_SET EXERCISE:_
Reproduce exactly the lines beginning with the line that contains "head, I would be grateful." and ending at the final line of the material below.
'''
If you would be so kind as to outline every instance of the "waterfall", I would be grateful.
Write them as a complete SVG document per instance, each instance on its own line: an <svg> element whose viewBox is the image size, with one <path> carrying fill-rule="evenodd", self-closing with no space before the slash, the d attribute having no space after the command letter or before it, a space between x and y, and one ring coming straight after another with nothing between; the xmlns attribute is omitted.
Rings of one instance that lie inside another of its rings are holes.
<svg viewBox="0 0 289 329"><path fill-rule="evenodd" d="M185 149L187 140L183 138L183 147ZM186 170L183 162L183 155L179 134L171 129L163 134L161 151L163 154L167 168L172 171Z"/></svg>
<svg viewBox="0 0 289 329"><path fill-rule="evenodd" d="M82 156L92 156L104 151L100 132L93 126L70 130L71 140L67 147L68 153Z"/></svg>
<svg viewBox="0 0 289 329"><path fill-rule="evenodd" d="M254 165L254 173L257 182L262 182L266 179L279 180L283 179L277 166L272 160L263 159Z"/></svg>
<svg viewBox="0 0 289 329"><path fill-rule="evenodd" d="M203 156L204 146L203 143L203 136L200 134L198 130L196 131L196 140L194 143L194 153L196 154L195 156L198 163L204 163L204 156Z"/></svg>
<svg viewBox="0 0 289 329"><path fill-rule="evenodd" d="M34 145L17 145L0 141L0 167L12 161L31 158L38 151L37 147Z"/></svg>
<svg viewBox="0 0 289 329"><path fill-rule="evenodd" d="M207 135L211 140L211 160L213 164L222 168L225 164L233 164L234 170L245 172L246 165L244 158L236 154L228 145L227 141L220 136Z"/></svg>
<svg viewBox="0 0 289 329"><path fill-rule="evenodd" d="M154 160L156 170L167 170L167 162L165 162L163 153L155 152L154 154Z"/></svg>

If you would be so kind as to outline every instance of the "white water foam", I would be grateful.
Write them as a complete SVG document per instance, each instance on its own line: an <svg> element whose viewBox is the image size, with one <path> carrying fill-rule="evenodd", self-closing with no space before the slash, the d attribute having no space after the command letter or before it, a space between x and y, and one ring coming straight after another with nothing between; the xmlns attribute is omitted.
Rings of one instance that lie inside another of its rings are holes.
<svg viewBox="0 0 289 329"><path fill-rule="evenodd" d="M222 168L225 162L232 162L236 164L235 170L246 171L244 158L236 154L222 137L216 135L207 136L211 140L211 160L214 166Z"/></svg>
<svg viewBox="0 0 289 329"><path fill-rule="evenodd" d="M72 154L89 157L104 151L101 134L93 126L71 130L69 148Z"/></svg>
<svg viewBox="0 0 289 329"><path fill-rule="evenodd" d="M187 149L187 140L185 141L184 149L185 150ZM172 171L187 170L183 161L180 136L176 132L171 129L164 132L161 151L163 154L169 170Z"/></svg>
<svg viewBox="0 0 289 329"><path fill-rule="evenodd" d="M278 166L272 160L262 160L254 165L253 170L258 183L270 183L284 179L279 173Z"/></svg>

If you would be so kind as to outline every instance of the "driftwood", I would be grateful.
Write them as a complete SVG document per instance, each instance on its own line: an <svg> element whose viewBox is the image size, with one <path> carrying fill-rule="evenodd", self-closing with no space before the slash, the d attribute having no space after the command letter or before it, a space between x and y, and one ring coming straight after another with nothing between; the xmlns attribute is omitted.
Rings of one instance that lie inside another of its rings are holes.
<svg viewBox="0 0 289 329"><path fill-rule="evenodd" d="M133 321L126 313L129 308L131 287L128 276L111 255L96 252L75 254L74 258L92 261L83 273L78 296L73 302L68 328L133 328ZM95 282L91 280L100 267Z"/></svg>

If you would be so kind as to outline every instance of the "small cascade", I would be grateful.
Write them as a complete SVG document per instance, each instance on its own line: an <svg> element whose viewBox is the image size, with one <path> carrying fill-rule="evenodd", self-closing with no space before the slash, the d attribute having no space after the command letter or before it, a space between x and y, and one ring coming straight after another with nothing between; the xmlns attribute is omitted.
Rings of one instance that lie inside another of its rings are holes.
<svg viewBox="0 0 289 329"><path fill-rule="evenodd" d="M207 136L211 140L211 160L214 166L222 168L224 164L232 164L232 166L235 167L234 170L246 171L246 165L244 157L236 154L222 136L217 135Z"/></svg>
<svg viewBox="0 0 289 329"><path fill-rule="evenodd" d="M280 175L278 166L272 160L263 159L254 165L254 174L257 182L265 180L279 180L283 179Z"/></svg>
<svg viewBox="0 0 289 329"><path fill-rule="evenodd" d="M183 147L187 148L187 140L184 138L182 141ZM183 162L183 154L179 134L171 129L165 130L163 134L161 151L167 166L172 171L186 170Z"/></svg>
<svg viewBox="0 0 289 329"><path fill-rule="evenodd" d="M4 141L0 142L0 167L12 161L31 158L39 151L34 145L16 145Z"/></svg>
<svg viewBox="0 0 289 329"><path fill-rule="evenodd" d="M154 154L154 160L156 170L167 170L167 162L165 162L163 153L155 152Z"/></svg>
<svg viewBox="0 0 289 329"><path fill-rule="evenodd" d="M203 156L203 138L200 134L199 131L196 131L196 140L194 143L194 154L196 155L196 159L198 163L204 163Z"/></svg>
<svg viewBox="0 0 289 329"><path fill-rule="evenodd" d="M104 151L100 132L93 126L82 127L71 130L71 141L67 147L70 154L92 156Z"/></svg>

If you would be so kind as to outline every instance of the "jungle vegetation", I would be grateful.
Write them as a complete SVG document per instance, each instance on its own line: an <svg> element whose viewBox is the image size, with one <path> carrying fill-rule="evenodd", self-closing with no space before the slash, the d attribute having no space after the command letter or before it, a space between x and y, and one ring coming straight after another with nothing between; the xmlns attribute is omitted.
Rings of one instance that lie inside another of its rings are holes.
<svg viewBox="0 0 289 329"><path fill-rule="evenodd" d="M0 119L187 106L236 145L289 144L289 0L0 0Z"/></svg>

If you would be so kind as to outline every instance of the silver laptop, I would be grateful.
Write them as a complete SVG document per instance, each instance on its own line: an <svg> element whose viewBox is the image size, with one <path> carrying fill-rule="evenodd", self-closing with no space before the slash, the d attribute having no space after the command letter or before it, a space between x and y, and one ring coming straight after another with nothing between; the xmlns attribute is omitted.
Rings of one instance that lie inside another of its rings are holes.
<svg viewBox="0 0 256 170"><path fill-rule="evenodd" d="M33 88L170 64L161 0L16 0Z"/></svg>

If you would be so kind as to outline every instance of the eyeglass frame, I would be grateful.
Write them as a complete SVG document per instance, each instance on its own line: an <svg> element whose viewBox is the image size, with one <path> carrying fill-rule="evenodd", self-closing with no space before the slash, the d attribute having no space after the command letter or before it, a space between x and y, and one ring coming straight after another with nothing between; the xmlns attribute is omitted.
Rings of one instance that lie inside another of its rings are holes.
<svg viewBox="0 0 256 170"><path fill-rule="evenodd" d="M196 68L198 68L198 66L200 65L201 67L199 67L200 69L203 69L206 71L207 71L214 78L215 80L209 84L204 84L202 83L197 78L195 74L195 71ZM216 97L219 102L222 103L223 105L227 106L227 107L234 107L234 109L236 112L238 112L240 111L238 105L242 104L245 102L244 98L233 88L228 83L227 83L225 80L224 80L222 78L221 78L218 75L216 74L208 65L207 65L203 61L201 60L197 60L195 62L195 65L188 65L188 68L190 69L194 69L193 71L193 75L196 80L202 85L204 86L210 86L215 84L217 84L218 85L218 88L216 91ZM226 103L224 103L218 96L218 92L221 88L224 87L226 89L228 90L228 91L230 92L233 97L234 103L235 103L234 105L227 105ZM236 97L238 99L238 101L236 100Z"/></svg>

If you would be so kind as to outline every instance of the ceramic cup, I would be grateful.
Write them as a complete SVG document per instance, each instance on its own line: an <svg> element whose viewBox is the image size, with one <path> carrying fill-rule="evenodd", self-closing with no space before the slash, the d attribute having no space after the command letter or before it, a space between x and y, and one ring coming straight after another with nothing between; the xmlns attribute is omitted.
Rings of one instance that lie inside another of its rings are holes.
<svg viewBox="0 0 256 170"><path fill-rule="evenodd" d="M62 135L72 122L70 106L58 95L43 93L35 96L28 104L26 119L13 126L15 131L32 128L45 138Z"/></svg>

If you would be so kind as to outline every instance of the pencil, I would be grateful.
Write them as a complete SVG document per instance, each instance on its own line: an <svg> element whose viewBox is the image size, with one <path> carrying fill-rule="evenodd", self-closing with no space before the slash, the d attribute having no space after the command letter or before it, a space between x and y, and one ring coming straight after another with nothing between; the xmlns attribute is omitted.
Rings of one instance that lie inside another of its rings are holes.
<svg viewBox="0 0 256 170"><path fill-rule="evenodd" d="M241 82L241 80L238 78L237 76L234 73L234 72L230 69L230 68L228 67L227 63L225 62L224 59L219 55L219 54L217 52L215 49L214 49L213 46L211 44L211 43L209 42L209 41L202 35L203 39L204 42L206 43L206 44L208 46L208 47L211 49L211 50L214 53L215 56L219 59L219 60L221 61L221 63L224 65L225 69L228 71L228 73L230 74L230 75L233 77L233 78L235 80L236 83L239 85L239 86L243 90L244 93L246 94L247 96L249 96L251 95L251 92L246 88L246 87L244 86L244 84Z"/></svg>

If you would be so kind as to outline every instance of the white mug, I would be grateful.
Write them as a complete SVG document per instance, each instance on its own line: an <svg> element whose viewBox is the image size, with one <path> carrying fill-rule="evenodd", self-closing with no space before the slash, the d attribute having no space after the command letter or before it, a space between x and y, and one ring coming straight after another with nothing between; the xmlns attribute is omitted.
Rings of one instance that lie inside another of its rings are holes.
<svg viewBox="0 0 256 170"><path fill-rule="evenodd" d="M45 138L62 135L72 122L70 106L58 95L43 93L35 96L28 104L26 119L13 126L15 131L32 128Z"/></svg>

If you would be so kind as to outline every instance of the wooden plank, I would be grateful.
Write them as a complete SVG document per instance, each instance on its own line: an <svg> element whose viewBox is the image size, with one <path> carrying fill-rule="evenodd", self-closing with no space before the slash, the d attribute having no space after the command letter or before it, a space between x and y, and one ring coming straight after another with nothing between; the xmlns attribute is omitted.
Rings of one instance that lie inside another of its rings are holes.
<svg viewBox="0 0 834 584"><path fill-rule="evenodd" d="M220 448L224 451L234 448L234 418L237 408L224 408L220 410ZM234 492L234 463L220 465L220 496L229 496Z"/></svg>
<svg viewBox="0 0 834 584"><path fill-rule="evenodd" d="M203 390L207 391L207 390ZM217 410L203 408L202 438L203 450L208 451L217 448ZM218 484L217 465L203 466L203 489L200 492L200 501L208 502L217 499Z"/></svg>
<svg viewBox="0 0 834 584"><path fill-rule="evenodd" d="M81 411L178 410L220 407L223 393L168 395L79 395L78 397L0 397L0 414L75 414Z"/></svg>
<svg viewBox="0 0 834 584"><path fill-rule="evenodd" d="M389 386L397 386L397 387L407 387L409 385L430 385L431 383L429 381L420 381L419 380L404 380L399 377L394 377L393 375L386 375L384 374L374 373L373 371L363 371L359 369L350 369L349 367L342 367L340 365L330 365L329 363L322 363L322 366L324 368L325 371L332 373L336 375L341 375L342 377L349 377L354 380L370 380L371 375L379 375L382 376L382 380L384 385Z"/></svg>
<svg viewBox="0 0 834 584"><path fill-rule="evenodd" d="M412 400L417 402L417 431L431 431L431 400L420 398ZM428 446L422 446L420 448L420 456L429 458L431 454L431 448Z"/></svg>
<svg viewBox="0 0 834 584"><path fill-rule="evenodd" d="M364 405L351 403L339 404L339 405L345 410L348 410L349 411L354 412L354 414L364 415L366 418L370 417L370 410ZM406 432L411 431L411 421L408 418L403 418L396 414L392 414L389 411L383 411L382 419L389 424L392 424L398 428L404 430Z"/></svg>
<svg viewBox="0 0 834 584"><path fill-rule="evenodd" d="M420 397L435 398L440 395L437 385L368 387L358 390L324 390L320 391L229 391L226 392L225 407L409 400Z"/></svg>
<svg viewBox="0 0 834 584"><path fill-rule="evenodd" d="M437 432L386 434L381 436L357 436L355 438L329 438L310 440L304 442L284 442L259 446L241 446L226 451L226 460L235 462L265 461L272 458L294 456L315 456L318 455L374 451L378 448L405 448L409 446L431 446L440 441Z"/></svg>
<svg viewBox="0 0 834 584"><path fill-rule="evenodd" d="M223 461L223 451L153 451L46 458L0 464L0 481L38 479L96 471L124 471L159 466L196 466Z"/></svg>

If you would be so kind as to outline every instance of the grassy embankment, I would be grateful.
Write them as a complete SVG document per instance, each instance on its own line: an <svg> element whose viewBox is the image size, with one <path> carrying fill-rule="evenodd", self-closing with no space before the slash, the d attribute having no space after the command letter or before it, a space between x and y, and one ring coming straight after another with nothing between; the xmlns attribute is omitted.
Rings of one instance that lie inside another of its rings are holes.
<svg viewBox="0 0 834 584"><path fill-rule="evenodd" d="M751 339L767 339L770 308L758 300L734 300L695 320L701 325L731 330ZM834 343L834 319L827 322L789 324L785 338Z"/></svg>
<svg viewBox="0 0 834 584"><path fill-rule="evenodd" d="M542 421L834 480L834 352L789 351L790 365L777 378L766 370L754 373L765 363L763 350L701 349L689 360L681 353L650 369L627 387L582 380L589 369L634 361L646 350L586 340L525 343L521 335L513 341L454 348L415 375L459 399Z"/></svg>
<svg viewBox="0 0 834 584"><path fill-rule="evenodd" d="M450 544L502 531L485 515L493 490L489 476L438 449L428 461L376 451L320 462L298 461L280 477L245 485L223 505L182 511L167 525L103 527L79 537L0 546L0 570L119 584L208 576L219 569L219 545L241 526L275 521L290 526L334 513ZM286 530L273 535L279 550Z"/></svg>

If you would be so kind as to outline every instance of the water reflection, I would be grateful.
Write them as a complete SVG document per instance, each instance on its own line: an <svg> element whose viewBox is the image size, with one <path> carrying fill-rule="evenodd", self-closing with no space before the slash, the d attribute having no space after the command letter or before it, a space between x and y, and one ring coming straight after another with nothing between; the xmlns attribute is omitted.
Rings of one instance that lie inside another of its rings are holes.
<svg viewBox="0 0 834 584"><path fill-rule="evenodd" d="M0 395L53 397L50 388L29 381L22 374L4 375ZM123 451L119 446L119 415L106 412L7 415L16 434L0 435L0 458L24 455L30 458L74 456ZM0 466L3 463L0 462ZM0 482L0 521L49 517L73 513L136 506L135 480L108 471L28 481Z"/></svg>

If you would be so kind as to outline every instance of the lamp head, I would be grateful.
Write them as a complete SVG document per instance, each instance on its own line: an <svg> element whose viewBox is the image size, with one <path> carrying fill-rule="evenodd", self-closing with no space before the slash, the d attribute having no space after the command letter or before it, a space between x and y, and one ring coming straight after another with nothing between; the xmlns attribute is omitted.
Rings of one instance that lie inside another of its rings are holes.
'''
_SOLUTION FOR THIS EXERCISE:_
If you would be so kind as to outline every instance of the lamp head, I would be grateful.
Write them as a complete SVG document per instance, each instance on its own line: an <svg> element whose viewBox is the image size, with one <path> carrying fill-rule="evenodd", self-closing with no space before the slash, the d attribute having no space after the command letter or before it, a space between x and y, and one ring coming straight after another with nothing between; the xmlns attribute is omitted.
Rings of one instance that lie inside another of its rings are holes.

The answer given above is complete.